Directions –
A) In the debate excerpt, how many houses does the speaker say could be built on brownfield sites in Northampton?
B) Which infrastructure problems does the debate excerpt say present substantial costs to the economy? List every one it names.
C) Reproduce the debate excerpt word for word, starting at "May I introduce" and ending at "our green belt.".

Given text –

- - - -

May I introduce Northampton into the discussion of brownfield sites? We could build between 35,000 and 40,000 houses on brownfield sites there, and I would rather do that than destroy our green belt.
It is a pleasure to follow the hon. Member for Coventry North West (Mr Robinson), whose comments are always thought provoking. Today, they were also rather brave, which is not usually his style, but he is clearly moved by these matters.
I welcome the opportunity to debate this Bill. It aligns with the priorities of the electorate and, thankfully, sends a clear signal that the Government have, I hope, understood the importance of growth. We must accept that our nation’s infrastructure is nowhere near as good as it needs to be. A little more understanding of that point on the part of Labour Members, and of the fact that they did not do their job with regard to infrastructure in their 13 years in government, would not have gone amiss. As many hon. Members have said, infrastructure is vital.
International surveys now paint a gloomy picture, and most parliamentary postbags offer individual testimony to the day-to-day infrastructure inadequacies that hold our constituencies and businesses back, harm our competitiveness and the image we project to inward investors, and act as a drag on commercial development. Congested roads, expensive railways, imperfect utility markets, and vast tracts of the country with relatively poor broadband and other communications connections, all present substantial costs to the economy that impact disproportionately on small business and hold back the quality of life of the people we represent.

- - - -

Data lines –

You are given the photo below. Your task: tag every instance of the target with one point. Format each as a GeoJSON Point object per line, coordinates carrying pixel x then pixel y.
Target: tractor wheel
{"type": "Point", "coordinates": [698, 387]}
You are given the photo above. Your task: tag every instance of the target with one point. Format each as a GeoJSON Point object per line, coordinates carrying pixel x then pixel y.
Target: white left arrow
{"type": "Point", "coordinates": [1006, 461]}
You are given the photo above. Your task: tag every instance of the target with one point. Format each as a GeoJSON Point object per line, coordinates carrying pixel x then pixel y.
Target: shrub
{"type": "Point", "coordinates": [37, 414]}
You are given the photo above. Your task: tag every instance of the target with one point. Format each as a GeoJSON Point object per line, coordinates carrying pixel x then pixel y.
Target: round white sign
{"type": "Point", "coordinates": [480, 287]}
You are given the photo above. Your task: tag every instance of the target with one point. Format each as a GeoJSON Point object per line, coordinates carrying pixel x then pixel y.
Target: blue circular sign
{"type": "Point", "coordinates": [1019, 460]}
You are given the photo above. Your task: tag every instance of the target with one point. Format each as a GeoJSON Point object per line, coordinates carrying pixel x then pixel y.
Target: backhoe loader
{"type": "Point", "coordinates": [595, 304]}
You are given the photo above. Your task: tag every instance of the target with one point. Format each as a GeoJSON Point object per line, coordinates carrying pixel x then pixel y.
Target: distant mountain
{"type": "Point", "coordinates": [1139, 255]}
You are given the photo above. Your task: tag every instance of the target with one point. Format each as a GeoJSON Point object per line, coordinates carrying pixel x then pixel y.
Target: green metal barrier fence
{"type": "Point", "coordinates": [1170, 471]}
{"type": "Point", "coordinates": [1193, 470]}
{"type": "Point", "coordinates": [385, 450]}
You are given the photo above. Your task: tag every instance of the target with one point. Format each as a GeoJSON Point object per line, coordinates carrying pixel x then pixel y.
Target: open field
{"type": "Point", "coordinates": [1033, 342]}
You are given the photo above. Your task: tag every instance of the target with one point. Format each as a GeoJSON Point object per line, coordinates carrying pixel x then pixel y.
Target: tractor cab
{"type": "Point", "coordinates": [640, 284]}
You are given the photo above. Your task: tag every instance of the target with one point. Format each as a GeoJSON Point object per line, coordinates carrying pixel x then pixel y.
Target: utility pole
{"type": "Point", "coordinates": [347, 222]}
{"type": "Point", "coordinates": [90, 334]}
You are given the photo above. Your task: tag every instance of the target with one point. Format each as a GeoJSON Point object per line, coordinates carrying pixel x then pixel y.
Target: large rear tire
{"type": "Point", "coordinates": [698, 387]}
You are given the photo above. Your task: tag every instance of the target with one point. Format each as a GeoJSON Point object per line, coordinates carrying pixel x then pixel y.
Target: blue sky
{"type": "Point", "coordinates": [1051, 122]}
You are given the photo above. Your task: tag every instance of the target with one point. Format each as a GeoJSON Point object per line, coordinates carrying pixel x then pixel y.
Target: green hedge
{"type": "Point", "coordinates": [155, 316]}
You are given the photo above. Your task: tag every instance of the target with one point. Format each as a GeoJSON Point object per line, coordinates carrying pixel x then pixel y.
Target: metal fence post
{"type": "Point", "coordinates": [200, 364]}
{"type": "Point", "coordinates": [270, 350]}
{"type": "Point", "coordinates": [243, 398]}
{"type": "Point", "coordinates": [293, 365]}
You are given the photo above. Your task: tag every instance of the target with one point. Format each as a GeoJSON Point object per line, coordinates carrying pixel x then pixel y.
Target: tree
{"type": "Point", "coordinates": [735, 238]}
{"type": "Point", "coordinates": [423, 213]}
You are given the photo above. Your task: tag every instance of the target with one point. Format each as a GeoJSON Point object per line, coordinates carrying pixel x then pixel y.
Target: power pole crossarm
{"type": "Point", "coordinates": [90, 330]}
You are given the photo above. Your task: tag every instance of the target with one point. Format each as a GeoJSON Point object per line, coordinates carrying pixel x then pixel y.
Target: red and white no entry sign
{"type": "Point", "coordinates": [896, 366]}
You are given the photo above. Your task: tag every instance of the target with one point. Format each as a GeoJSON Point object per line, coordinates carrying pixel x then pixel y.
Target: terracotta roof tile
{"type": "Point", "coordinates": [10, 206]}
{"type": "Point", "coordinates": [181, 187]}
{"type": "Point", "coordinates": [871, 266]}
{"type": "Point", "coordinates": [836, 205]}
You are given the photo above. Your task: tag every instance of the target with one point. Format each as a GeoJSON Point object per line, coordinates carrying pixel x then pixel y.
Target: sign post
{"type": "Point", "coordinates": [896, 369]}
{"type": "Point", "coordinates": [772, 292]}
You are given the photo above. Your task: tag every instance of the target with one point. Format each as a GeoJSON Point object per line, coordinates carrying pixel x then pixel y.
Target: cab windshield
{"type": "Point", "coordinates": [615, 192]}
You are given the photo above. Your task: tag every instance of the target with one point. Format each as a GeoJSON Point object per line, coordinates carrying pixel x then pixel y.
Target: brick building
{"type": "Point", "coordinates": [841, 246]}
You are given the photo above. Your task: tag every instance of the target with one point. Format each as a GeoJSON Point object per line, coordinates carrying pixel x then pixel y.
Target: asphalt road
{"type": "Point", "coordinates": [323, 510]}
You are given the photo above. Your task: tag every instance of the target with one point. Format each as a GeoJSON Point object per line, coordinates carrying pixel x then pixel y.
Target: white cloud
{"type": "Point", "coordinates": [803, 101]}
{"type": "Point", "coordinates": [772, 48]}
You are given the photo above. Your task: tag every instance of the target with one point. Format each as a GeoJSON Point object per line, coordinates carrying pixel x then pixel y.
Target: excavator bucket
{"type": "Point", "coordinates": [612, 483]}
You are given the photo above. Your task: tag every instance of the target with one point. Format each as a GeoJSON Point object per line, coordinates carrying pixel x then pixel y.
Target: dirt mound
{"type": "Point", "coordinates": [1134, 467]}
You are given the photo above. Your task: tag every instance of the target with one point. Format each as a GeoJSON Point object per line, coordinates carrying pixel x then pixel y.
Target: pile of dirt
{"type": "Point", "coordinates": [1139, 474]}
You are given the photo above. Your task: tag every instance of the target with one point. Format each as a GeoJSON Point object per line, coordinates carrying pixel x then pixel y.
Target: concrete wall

- - - -

Final answers –
A) Between 35,000 and 40,000.

B)
- Congested roads
- Expensive railways
- Imperfect utility markets
- Vast tracts of the country with relatively poor broadband and other communications connections

C)
May I introduce Northampton into the discussion of brownfield sites? We could build between 35,000 and 40,000 houses on brownfield sites there, and I would rather do that than destroy our green belt.